### TO BE DONE
- a) Answer these from the MLA convention post:
(i) On what date was it posted?
(ii) Whose window in Trinity Church appears among the illustrations?
(iii) What was the title of the Society's first session?
- b) Reproduce the MLA convention post word for word from "29 January 2013" up to and including "CUNY Graduate Center.".
- c) Recast the paragraph of the MLA convention post that begins "This year, the Society sponsored" as a bulleted list, keeping its main facts.

### PAGE EXTRACT

29 January 2013

MLA Annual Convention: Boston 2013


L to R: A Beardsley illustration for the Morte D'Arthur; an Edward Burne-Jones window in Trinity Church; and the Frontispiece for The Wood Beyond the World.

This year, the Society sponsored two very well-attended sessions at the Modern Language Association Convention. During our first session, “Morris and New England,” we were treated to talks by Michael P. Kuczynski, Associate Professor of English at Tulane; Maureen Meister, affiliate Professor of Art History at Tufts; Paul Acker, Professor of English at St. Louis U; and Margaret Laster, PhD candidate at CUNY Graduate Center.

### INFORMATION PROVIDED

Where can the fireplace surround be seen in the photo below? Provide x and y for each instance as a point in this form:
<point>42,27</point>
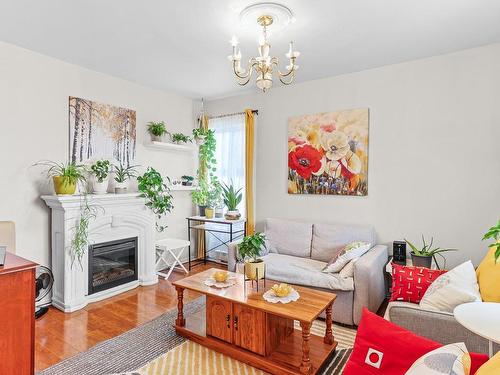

### SOLUTIONS BELOW
- a)
(i) 29 January 2013
(ii) Edward Burne-Jones
(iii) "Morris and New England"

- b)
29 January 2013

MLA Annual Convention: Boston 2013


L to R: A Beardsley illustration for the Morte D'Arthur; an Edward Burne-Jones window in Trinity Church; and the Frontispiece for The Wood Beyond the World.

This year, the Society sponsored two very well-attended sessions at the Modern Language Association Convention. During our first session, “Morris and New England,” we were treated to talks by Michael P. Kuczynski, Associate Professor of English at Tulane; Maureen Meister, affiliate Professor of Art History at Tufts; Paul Acker, Professor of English at St. Louis U; and Margaret Laster, PhD candidate at CUNY Graduate Center.

- c)
- The Society sponsored two very well-attended sessions at the Modern Language Association Convention.
- The first session was titled "Morris and New England."
- Speakers:
  - Michael P. Kuczynski, Associate Professor of English, Tulane
  - Maureen Meister, affiliate Professor of Art History, Tufts
  - Paul Acker, Professor of English, St. Louis U
  - Margaret Laster, PhD candidate, CUNY Graduate Center